** START EXTRACTED TEXT **
PlantSeg

PlantSeg is a tool for cell instance aware segmentation in densely packed 3D volumetric images. The pipeline uses a two stages segmentation strategy (Neural Network + Segmentation). The pipeline is tuned for plant cell tissue acquired with confocal and light sheet microscopy. Pre-trained models are provided.

Getting Started

The recommended way of installing plantseg is via the conda package, which is only supported on Linux. Running plantseg on other operating systems (Windows 10, Mac OS) is currently possible only via a Docker image that we provide (see below).

Prerequisites for conda package

Linux
(Optional) Nvidia GPU + CUDA

Windows 10 / MacOS via Docker

Install Anaconda python

First step required to use the pipeline is installing anaconda python. If you already have a working anaconda setup you can go directly to next item. To download Anaconda Python open a terminal and type

wget https://repo.anaconda.com/miniconda/Miniconda3-latest-Linux-x86_64.sh

Then install by typing:

bash ./Miniconda3-latest-Linux-x86_64.sh

Follow the instructions to complete the anaconda installation.
** END EXTRACTED TEXT **
** START PROVIDED MATERIAL **
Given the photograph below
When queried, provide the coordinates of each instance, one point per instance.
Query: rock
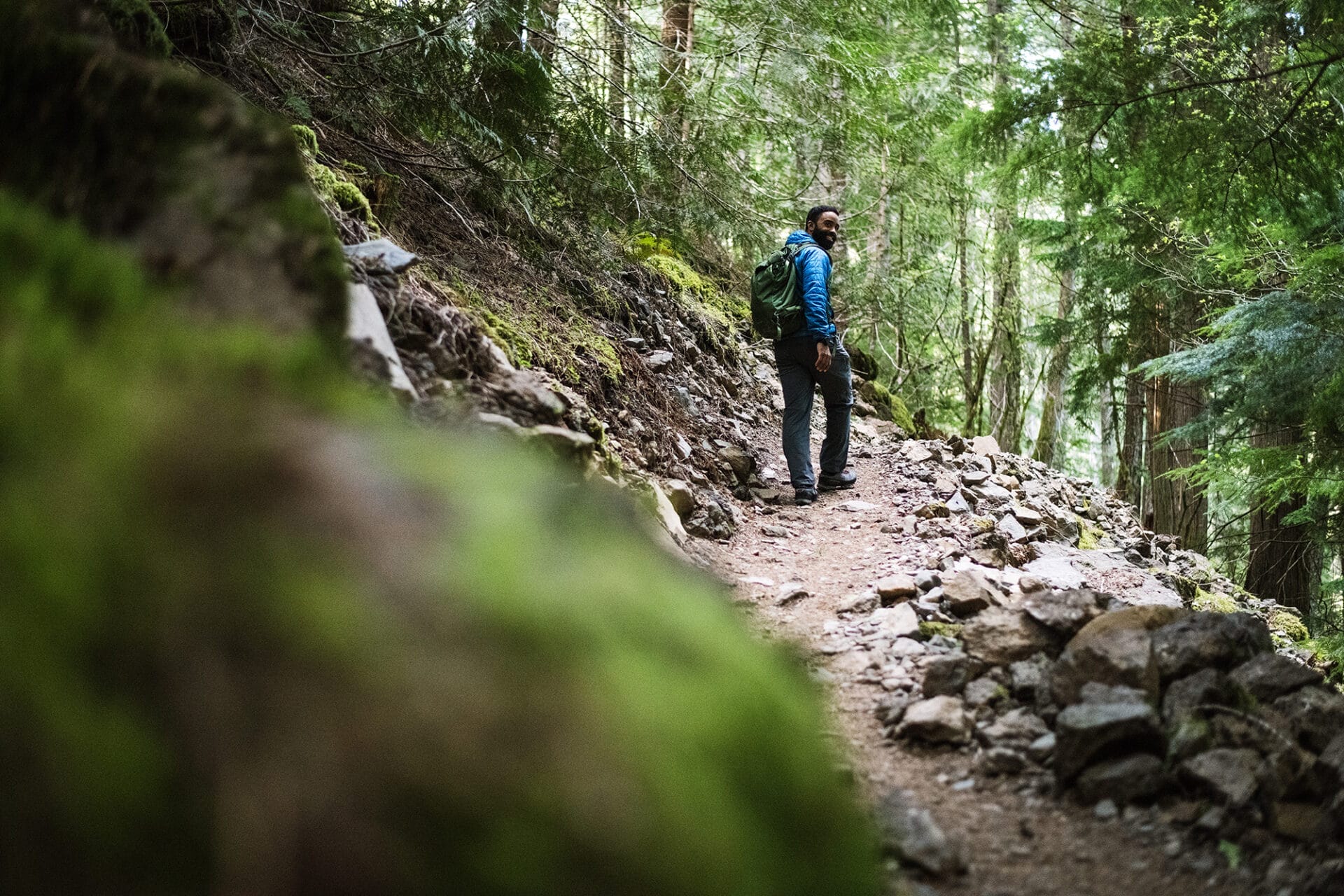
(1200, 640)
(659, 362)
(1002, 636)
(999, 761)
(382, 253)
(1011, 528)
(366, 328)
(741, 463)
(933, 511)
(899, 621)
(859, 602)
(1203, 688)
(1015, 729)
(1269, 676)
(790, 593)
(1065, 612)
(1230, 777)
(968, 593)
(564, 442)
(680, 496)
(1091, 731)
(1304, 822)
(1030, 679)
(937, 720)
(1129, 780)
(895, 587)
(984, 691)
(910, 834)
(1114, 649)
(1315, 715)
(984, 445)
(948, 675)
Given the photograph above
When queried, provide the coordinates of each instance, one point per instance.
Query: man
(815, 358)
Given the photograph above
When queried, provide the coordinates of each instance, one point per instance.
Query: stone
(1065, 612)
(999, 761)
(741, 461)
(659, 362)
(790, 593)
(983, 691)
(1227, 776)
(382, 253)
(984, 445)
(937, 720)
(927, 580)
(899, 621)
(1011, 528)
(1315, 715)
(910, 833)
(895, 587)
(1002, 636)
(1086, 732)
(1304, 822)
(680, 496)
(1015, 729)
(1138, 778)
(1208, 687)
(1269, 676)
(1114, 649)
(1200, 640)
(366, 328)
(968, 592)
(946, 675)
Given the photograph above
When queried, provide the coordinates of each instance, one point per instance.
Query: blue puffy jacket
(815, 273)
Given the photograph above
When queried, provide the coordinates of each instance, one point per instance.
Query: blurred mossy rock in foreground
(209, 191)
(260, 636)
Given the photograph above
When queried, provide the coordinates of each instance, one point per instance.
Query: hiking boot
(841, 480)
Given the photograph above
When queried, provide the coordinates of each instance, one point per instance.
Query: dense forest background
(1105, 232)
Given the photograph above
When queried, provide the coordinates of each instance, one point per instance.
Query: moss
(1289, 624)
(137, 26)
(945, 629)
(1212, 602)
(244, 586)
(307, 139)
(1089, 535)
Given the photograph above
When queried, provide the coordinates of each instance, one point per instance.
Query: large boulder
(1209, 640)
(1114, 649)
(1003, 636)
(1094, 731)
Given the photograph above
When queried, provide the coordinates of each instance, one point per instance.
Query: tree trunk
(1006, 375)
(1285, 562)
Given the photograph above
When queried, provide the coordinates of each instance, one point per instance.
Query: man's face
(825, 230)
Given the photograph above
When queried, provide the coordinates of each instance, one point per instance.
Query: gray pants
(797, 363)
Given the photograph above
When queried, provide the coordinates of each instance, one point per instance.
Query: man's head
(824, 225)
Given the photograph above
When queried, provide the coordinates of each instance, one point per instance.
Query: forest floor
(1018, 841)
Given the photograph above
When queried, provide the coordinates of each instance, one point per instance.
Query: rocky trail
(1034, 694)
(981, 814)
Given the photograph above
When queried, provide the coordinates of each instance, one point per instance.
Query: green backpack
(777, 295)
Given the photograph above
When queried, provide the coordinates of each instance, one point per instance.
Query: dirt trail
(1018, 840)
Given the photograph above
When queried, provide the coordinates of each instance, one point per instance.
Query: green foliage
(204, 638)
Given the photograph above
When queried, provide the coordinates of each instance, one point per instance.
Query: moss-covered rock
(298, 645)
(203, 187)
** END PROVIDED MATERIAL **
** START PROVIDED MATERIAL **
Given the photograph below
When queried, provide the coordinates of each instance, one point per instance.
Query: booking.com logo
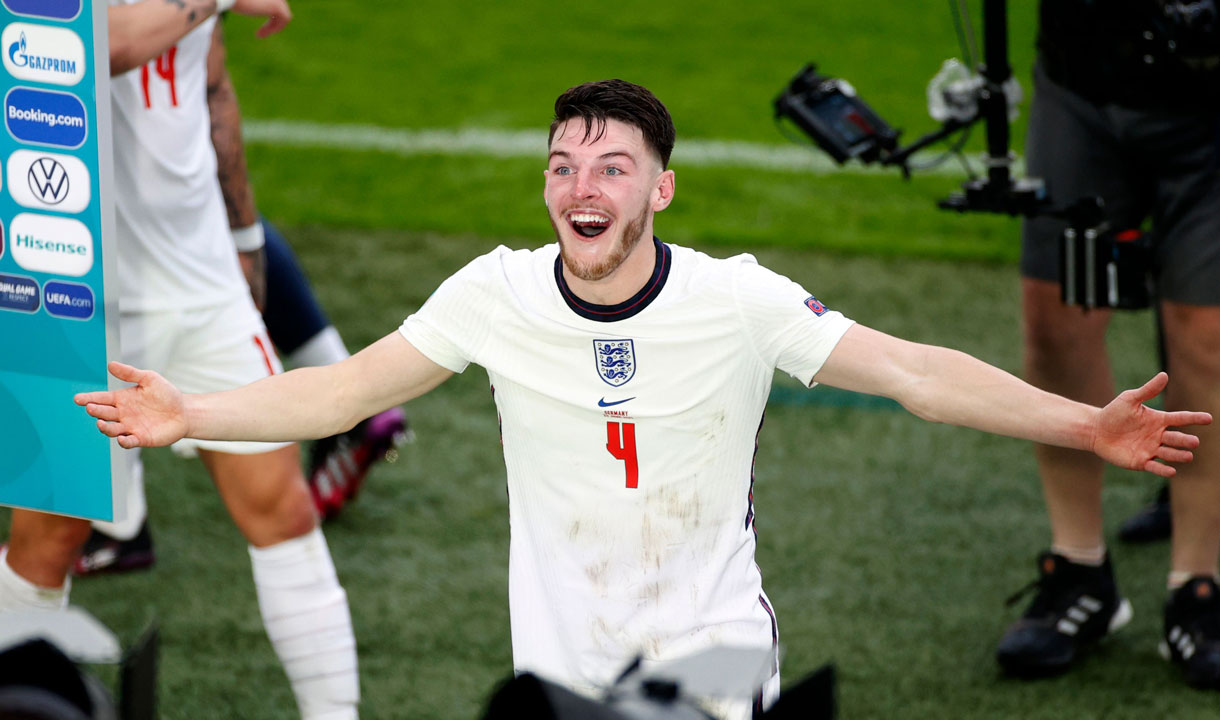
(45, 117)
** END PROVIDED MATERIAL **
### TASKS
A. According to the PlantSeg page, which operating system is the only one that supports the conda package?
B. Continue the PlantSeg installation guide, picking up after its last sentence.

### RESPONSES BY TASK
A. Linux.

B.
Install PlantSeg using conda

The tool can be installed directly by executing in the terminal:

conda create -n plant-seg -c pytorch -c conda-forge -c lcerrone -c abailoni -c cpape -c awolny pytorch nifty=1.0.9 plantseg

Above command will create new conda environment plant-seg together with all required dependencies.

Optional dependencies

Some types of compressed tiff files require an additional package to be read correctly (eg: Zlib, ZSTD, LZMA, ...). To run plantseg on those stacks you need to install imagecodecs. In the terminal:

conda activate plant-seg
pip install imagecodecs

Experimental support for SimpleITK watershed segmentation has been added to PlantSeg version 1.1.8. This features can be used only after installing the SimpleITK package:

conda activate plant-seg
pip install SimpleITK

Update PlantSeg

The tool is actively developed and improvement and small bugs fix are continuosly coming. To update PlantSeg type in the terminal:

conda activate plant-seg
conda update -c lcerrone plantseg

Pipeline Usage (command line)

Our pipeline is completely configuration file based and does not require any coding.

First, activate the newly created conda environment with:

conda activate plant-seg

then, one can just start the pipeline with

plantseg --config CONFIG_PATH

where CONFIG_PATH is the path to the YAML configuration file. See config.yaml for a sample configuration file and detailed description of the parameters.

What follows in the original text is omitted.